• **Task item**
Exactly as given, write out the lines from the one containing "For every instance of the black wheel" through the end of the listing, with both ends included and nothing else.

• **Exercise data**
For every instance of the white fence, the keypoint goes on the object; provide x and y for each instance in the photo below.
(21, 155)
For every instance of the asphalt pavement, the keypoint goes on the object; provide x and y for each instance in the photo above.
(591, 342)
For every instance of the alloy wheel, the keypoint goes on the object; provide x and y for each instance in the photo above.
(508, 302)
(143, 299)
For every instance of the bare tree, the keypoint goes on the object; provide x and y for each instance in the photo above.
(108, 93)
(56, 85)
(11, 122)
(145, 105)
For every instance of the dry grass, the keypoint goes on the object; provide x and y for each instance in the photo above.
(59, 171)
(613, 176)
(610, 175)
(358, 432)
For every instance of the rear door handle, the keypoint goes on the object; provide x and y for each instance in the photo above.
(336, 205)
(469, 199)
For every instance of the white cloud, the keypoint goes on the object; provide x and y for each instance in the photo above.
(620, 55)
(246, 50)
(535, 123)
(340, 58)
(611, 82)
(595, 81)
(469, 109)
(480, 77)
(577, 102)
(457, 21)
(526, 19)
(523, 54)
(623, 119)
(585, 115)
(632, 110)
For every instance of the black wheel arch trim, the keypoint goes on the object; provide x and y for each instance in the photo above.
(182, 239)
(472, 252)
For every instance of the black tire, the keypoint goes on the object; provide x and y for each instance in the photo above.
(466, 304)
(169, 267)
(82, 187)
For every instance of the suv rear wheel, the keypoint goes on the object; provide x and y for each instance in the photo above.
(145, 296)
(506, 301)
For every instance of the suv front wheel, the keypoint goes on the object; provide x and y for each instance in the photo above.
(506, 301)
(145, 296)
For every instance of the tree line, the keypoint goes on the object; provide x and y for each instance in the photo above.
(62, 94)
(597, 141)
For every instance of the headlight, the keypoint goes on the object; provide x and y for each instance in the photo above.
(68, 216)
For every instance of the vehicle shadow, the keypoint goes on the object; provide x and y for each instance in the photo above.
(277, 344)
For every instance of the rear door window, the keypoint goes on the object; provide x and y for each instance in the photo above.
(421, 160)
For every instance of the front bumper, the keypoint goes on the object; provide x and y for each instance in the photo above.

• **Problem solution**
For every instance of the black wheel arch trim, the keypoint goes on the object; provide x and y for each instance in the photo above.
(182, 239)
(472, 252)
For every instance of the black tire, the keypoint goes on the object; provide x and y for each instance in the photo above.
(466, 304)
(169, 267)
(82, 187)
For every instance of the suv rear wheel, the keypoint goes on the object; provide x and y for each instance in the photo above.
(145, 296)
(506, 301)
For every instance of the suv front wheel, the keypoint goes on the object; provide x and y for each instance in the photo above.
(506, 301)
(145, 296)
For every instance of the tree line, the keypoint goes on the object; provide x and y for each instance in the photo above.
(62, 94)
(597, 141)
For every instance of the headlight, the keypoint goes on the object; provide x and y for each instance in the photo above.
(68, 216)
For every instance of the vehicle shadow, the keypoint goes on the object; provide x and y for each instance in the photo above.
(277, 344)
For every instance of the rear door window, the keypoint goes on the object; provide x and y for each instance in the photo above.
(421, 160)
For every instance of the front bumper, the keypoint goes on the object; provide x and y for each instance in the photo above.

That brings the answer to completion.